__TASK DESCRIPTION__
Extract exactly and only the lines from the one containing "of the nose" through the end of the entries below. Pictures should not appear in the copy.

Recorded data
>> BEGIN
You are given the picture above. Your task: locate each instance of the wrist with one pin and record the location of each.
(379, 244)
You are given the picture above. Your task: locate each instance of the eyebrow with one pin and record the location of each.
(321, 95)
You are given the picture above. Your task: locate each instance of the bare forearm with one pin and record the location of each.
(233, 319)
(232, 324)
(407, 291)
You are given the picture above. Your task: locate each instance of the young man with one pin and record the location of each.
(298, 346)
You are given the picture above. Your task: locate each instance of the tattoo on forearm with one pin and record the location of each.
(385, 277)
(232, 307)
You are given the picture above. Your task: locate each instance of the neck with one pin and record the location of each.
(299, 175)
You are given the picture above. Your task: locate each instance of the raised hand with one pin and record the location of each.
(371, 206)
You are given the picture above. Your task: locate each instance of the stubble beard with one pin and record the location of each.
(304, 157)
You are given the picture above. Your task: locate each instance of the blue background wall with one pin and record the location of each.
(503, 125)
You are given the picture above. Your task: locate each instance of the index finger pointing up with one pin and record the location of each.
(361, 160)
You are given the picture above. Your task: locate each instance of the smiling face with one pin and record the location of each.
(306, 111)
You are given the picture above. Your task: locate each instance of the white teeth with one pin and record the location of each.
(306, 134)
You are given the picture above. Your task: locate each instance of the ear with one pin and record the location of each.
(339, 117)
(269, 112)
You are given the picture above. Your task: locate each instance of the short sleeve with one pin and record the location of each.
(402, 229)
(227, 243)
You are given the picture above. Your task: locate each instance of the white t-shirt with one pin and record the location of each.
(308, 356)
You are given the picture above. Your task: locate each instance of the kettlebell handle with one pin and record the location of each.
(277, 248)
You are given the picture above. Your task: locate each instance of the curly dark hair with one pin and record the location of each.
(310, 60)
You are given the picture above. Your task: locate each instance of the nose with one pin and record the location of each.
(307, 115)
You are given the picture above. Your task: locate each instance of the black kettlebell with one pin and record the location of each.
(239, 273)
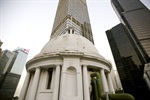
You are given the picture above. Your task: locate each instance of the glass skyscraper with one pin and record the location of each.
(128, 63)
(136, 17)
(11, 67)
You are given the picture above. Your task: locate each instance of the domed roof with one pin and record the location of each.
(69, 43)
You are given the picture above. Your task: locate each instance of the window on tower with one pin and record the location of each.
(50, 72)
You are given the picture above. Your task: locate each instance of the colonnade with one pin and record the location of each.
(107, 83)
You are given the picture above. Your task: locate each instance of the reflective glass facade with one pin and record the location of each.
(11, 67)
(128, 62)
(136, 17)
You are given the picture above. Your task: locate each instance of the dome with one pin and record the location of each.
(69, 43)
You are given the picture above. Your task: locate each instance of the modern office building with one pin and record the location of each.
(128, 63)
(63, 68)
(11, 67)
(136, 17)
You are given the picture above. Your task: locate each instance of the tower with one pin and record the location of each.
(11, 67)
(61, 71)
>> END
__IN RESPONSE__
You are given the picture above. Your task: locate each instance of the nose with one pin and record the location of each.
(307, 115)
You are given the picture above. Your task: locate each instance of the black kettlebell with one pin and record the location of each.
(239, 273)
You are given the picture above. Your task: locate each instance of the glass skyscraper with one pin and record the location of each.
(128, 63)
(136, 17)
(11, 67)
You are given the picture above. Your task: locate each instance of the domed roof with one pin and record the location of each.
(69, 43)
You are given the picture above. Your task: locate each instance of the window on tower with one pin and record the location of each.
(50, 72)
You are given the picture above. Your task: locate each instance of the colonnade with one pin and record the location of each.
(107, 83)
You are given the picture above. Your task: locate each instance of the reflective glass facade with one pin and record the location of each.
(11, 67)
(128, 62)
(136, 17)
You are given the picture above. Your task: locate each instance of the dome with one pin and record the location of each.
(69, 43)
You are given the picture above. Your task: locate each instance of the modern office building with one pin and record the location of each.
(128, 63)
(63, 68)
(11, 67)
(136, 17)
You are given the picture above. Your task: locate each instance of the tower with one pin and record the location of each.
(11, 67)
(61, 71)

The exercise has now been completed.